__Page text__:
-- -- --

Identity Mapping - Semantic Infrastructure Lab

Research Question: How do we resolve identities across heterogeneous semantic domains in a universal, verifiable, and composable way?

🎯 The Problem

Identity Fragmentation

Every semantic domain maintains its own identifier namespace:

Person: "Alice"
  contacts://        → alice@example.com (email)
  slack://          → U1234567 (user_id)
  github://         → alice-dev (username)
  mysql://users     → 42 (primary_key)
  pantheon://       → person:alice:canonical (semantic_id)

Challenges:
1. No universal resolver - Each system uses its own IDs
2. Manual translation - Converting email → user_id requires lookup tables
3. Fragile integration - Cross-system queries break when IDs change
4. Lost semantics - Systems don't know IDs refer to same entity

Example: Agent Ether wants to notify "alice@example.com" via Slack:

# Current: Manual lookup required
email = "alice@example.com"
user = db.query("SELECT slack_id FROM users WHERE email = ?", email)
slack.send(user.slack_id, "Task complete")

# Desired: Universal resolution
email = "alice@example.com"
slack_id = mapper.resolve(email, target="slack")
slack.send(slack_id, "Task complete")

🏗️ Architectural Position

Layer Assignment

Primary Home: Layer 1 (Universal Semantic IR - Pantheon)

Rationale:
1. Identity is semantic - Recognizing that different signifiers refer to the same referent is a core semantic problem
2. Foundational primitive - Higher layers (composition, orchestration) depend on identity resolution
3. Domain-agnostic - Works across all SIL projects (morphogen, tiacad, reveal, etc.)

-- -- --

__Data provided__:
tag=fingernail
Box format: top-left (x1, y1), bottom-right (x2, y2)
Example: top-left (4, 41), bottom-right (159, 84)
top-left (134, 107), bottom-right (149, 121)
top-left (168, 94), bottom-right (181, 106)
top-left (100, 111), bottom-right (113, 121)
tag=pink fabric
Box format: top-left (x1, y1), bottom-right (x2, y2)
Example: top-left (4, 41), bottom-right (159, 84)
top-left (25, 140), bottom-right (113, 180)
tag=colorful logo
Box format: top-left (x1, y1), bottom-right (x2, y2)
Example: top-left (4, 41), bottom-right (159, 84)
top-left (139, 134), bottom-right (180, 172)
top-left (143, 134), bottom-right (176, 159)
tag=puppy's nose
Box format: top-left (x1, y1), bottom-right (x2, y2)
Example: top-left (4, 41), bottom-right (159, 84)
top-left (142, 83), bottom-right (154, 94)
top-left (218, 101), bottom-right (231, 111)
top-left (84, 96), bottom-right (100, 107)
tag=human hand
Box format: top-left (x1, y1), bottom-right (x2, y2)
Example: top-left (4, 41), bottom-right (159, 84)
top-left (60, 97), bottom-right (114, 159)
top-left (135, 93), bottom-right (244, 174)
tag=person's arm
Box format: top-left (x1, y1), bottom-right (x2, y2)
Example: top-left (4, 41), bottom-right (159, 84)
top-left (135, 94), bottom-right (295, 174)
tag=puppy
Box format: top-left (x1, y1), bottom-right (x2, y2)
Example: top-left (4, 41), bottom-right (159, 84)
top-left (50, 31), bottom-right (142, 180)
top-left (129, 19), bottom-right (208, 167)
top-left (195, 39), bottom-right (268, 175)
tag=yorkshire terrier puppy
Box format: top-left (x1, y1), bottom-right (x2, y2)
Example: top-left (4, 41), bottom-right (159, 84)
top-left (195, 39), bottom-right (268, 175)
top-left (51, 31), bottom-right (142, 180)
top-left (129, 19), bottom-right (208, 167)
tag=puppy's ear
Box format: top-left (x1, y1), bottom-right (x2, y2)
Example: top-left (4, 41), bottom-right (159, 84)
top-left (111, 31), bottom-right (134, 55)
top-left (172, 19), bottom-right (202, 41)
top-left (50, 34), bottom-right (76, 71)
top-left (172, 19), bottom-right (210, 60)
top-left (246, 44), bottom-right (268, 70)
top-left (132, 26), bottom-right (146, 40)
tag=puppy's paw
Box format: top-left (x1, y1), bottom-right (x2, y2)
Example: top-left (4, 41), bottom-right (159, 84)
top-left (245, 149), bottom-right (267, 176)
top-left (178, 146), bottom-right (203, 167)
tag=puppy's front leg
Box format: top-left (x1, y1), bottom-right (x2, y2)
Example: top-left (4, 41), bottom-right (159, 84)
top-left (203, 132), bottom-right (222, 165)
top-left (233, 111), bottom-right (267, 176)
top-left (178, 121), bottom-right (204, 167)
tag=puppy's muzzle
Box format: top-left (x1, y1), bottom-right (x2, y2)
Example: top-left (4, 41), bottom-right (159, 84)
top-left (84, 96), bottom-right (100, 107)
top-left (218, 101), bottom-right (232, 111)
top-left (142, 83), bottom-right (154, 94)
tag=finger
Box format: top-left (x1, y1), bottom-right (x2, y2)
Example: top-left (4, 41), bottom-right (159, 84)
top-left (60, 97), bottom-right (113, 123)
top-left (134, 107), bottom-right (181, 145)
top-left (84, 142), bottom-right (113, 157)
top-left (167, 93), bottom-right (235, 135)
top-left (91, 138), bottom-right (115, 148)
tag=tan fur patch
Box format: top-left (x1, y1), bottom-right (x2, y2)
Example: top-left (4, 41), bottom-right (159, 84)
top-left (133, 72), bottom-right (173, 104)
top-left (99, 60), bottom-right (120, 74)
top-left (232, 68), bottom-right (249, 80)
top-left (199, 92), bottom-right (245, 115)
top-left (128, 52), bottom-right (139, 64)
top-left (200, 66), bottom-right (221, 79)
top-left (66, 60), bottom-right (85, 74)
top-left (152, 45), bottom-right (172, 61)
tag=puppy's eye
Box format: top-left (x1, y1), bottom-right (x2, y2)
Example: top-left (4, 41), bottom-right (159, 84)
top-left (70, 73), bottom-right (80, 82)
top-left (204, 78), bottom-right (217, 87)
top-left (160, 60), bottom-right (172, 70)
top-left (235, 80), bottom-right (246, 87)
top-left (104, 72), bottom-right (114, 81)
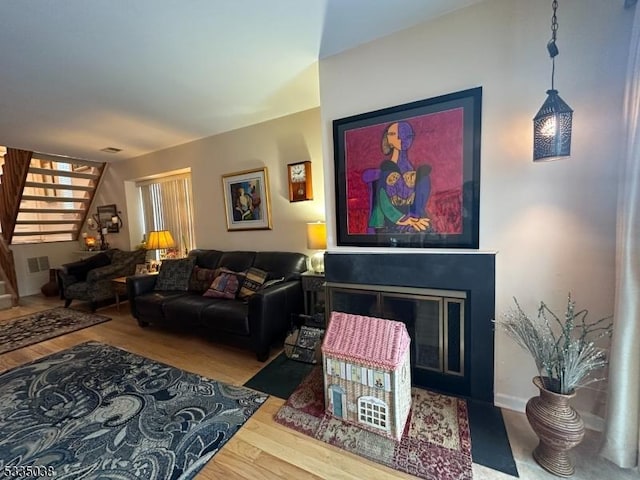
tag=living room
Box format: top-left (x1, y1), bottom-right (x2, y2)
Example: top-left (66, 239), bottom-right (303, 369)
top-left (0, 0), bottom-right (633, 480)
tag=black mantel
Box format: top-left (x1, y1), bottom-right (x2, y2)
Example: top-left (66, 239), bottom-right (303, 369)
top-left (325, 252), bottom-right (495, 403)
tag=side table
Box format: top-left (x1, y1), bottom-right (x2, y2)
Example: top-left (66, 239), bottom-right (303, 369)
top-left (300, 270), bottom-right (324, 315)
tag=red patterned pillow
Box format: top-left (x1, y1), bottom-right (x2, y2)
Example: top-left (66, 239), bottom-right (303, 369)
top-left (202, 268), bottom-right (244, 298)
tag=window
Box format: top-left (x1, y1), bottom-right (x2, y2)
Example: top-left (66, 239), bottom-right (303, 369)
top-left (136, 173), bottom-right (195, 256)
top-left (358, 397), bottom-right (389, 430)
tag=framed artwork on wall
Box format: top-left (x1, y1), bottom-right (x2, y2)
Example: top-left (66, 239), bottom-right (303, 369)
top-left (333, 87), bottom-right (482, 249)
top-left (222, 167), bottom-right (271, 231)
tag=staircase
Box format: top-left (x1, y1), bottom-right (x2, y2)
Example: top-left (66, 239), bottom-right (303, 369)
top-left (0, 148), bottom-right (106, 305)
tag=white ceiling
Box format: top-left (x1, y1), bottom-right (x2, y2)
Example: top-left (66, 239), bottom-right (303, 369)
top-left (0, 0), bottom-right (481, 161)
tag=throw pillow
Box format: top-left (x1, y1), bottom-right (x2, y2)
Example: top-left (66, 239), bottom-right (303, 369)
top-left (202, 268), bottom-right (244, 299)
top-left (155, 257), bottom-right (196, 291)
top-left (261, 276), bottom-right (284, 290)
top-left (189, 265), bottom-right (220, 293)
top-left (238, 267), bottom-right (268, 300)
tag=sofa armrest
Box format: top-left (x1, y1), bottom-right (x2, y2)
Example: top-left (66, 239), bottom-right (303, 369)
top-left (127, 275), bottom-right (158, 318)
top-left (249, 280), bottom-right (304, 357)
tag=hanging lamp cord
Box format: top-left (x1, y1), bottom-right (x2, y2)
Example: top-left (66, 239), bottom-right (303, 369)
top-left (547, 0), bottom-right (559, 90)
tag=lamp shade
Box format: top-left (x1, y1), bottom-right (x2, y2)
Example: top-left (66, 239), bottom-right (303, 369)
top-left (533, 89), bottom-right (573, 162)
top-left (146, 230), bottom-right (176, 250)
top-left (307, 222), bottom-right (327, 250)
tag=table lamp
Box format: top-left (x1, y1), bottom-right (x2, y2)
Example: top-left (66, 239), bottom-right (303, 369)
top-left (146, 230), bottom-right (176, 259)
top-left (307, 222), bottom-right (327, 273)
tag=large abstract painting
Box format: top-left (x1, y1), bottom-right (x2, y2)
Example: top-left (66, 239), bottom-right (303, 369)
top-left (333, 87), bottom-right (482, 248)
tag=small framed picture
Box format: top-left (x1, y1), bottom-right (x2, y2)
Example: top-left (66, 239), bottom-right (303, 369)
top-left (222, 167), bottom-right (271, 231)
top-left (136, 263), bottom-right (149, 275)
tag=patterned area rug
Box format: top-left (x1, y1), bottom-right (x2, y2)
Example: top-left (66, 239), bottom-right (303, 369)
top-left (0, 342), bottom-right (268, 480)
top-left (0, 307), bottom-right (111, 354)
top-left (275, 367), bottom-right (472, 480)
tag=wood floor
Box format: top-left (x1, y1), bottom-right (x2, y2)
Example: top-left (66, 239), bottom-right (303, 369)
top-left (0, 296), bottom-right (415, 480)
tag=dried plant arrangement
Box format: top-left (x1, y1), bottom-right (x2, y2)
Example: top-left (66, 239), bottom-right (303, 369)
top-left (496, 294), bottom-right (613, 394)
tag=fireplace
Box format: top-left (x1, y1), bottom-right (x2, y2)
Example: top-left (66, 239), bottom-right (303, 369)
top-left (325, 253), bottom-right (495, 403)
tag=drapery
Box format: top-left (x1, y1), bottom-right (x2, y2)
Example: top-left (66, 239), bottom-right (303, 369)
top-left (138, 174), bottom-right (195, 254)
top-left (601, 1), bottom-right (640, 468)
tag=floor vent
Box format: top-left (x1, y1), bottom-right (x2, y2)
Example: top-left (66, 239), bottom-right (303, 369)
top-left (27, 257), bottom-right (49, 273)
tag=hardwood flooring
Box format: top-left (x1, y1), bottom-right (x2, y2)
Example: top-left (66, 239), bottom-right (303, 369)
top-left (0, 296), bottom-right (415, 480)
top-left (0, 295), bottom-right (640, 480)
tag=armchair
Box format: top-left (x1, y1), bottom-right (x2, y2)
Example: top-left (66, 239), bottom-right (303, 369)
top-left (58, 248), bottom-right (147, 312)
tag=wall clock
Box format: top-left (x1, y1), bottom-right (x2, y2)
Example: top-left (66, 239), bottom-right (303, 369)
top-left (287, 160), bottom-right (313, 202)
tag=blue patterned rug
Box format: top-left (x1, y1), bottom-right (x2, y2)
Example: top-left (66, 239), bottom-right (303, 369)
top-left (0, 342), bottom-right (268, 480)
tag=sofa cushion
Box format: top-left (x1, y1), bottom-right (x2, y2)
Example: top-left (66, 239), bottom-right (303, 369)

-- -- --

__Your tasks__:
• 1. Return the records verbatim, from the line containing "tag=hardwood flooring" through the last line of the records.
• 2. Resume the identity mapping page from the point where it stops.

__The results__:
• 1.
tag=hardwood flooring
Box format: top-left (x1, y1), bottom-right (x2, y2)
Example: top-left (66, 239), bottom-right (303, 369)
top-left (0, 296), bottom-right (415, 480)
top-left (0, 295), bottom-right (640, 480)
tag=armchair
Box format: top-left (x1, y1), bottom-right (x2, y2)
Example: top-left (66, 239), bottom-right (303, 369)
top-left (58, 248), bottom-right (147, 312)
tag=wall clock
Box format: top-left (x1, y1), bottom-right (x2, y2)
Example: top-left (66, 239), bottom-right (303, 369)
top-left (287, 160), bottom-right (313, 202)
tag=blue patterned rug
Box format: top-left (x1, y1), bottom-right (x2, y2)
Example: top-left (66, 239), bottom-right (303, 369)
top-left (0, 342), bottom-right (268, 480)
tag=sofa cushion
Box format: top-left (x1, y1), bottom-right (x2, y2)
Example: top-left (66, 239), bottom-right (303, 369)

• 2.
4. Type system - Identities have types (email, username, uuid) - structural semantics

Also: Cross-Cutting Concern (like Provenance)

Rationale:
1. Every layer has identities - From Layer 0 (file descriptors) to Layer 7 (user emails)
2. Universal access - All layers need to resolve identities
3. Non-intrusive - Doesn't belong to any single layer exclusively

Mental Model:

┌──────────────────────────────────────────┐
│  All Layers (7-0) consume mapper API     │
└─────────────┬────────────────────────────┘
              │
      ┌───────▼─────────┐
      │ Mapper API      │  ← Cross-cutting service
      │ (owl:sameAs)    │
      └───────┬─────────┘
              │
      ┌───────▼─────────┐
      │ Pantheon        │  ← Primary storage
      │ (Layer 1)       │     (semantic nodes + identities)
      └─────────────────┘

📐 Theoretical Foundation

Semantic Web Precedent

RDF/OWL owl:sameAs predicate:

<http://example.com/person/alice> owl:sameAs <mailto:alice@example.com> .
<mailto:alice@example.com> owl:sameAs <slack://U1234567> .

Properties:
- Transitive: A=B, B=C → A=C
- Symmetric: A=B → B=A
- Reflexive: A=A

Limitation: Semantic Web focused on URIs. We need resolution across arbitrary domain identifiers.

Type Theory

Identity mapping introduces a universal equivalence relation across domain-specific type systems:

Domain_A :: Type_A → Entity
Domain_B :: Type_B → Entity

mapper :: (Domain_A, Type_A, ID_A) → (Domain_B, Type_B, ID_B)

Property: ∀ domains A,B,C: mapper(A→B) ∘ mapper(B→C) = mapper(A→C)

This is a functor between domain categories.

Information Theory

Identity resolution is semantic compression:
- Store canonical entity once (Pantheon node)
- Maintain mapping edges (low cost)
- Resolve on demand (avoid duplication)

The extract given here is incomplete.